### Provided passage

Recognition Enhancement of Dementia Patients’ Working Memory Using Entropy-Based Features and Local Tangent Space Alignment Algorithm

Abstract

Detecting dementia presents a barrier to advancing individualized healthcare. Electroencephalographic (EEG) signals’ nonlinear nature has been characterized using entropies. While a working memory (WM), the EEGs of 5 patients suffering vascular dementia (VD), 15 patients had stroke-related mild cognitive impairment (SMCI), and 15 healthy normal control (NC) participants were evaluated in this study. A four-step framework for the automatic identification of dementia is provided, with the first stage employing the newly developed automatic independent component analysis and wavelet (AICA-WT) method. In the second stage, nonlinear entropy features using fuzzy entropy (FuzzEn), fluctuation-based dispersion entropy (FDispEn), and bubble entropy (BubbEn) were utilized to extract various dynamical properties from multi-channel EEG signals derived from patients with dementia. A statistical examination of the individual performance was conducted using analysis of variance (ANOVA) to determine the degree of EEG complexity across brain regions. Afterwards, the nonlinear local tangent space alignment (LSTA) dimensionality reduction approach was utilized to enhance the automatic diagnosis of dementia patients’. Using k-nearest neighbors (kNN), support vector machine (SVM), and decision tree (DT) classifiers, the impairment of post-stroke patients was finally identified. BubbEn is chosen to develop a new BubbEn-LTSA mapping process for creating the innovative AICA-WT-BubbEn-LTSA dementia recognition framework, which is the basis for an automated VD detection.

### What to do
Reproduce the entire dementia EEG abstract above word for word, title included.

### Data below
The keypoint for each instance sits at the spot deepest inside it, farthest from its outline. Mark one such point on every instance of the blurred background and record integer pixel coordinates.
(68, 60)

### Output of the task
Recognition Enhancement of Dementia Patients’ Working Memory Using Entropy-Based Features and Local Tangent Space Alignment Algorithm

Abstract

Detecting dementia presents a barrier to advancing individualized healthcare. Electroencephalographic (EEG) signals’ nonlinear nature has been characterized using entropies. While a working memory (WM), the EEGs of 5 patients suffering vascular dementia (VD), 15 patients had stroke-related mild cognitive impairment (SMCI), and 15 healthy normal control (NC) participants were evaluated in this study. A four-step framework for the automatic identification of dementia is provided, with the first stage employing the newly developed automatic independent component analysis and wavelet (AICA-WT) method. In the second stage, nonlinear entropy features using fuzzy entropy (FuzzEn), fluctuation-based dispersion entropy (FDispEn), and bubble entropy (BubbEn) were utilized to extract various dynamical properties from multi-channel EEG signals derived from patients with dementia. A statistical examination of the individual performance was conducted using analysis of variance (ANOVA) to determine the degree of EEG complexity across brain regions. Afterwards, the nonlinear local tangent space alignment (LSTA) dimensionality reduction approach was utilized to enhance the automatic diagnosis of dementia patients’. Using k-nearest neighbors (kNN), support vector machine (SVM), and decision tree (DT) classifiers, the impairment of post-stroke patients was finally identified. BubbEn is chosen to develop a new BubbEn-LTSA mapping process for creating the innovative AICA-WT-BubbEn-LTSA dementia recognition framework, which is the basis for an automated VD detection.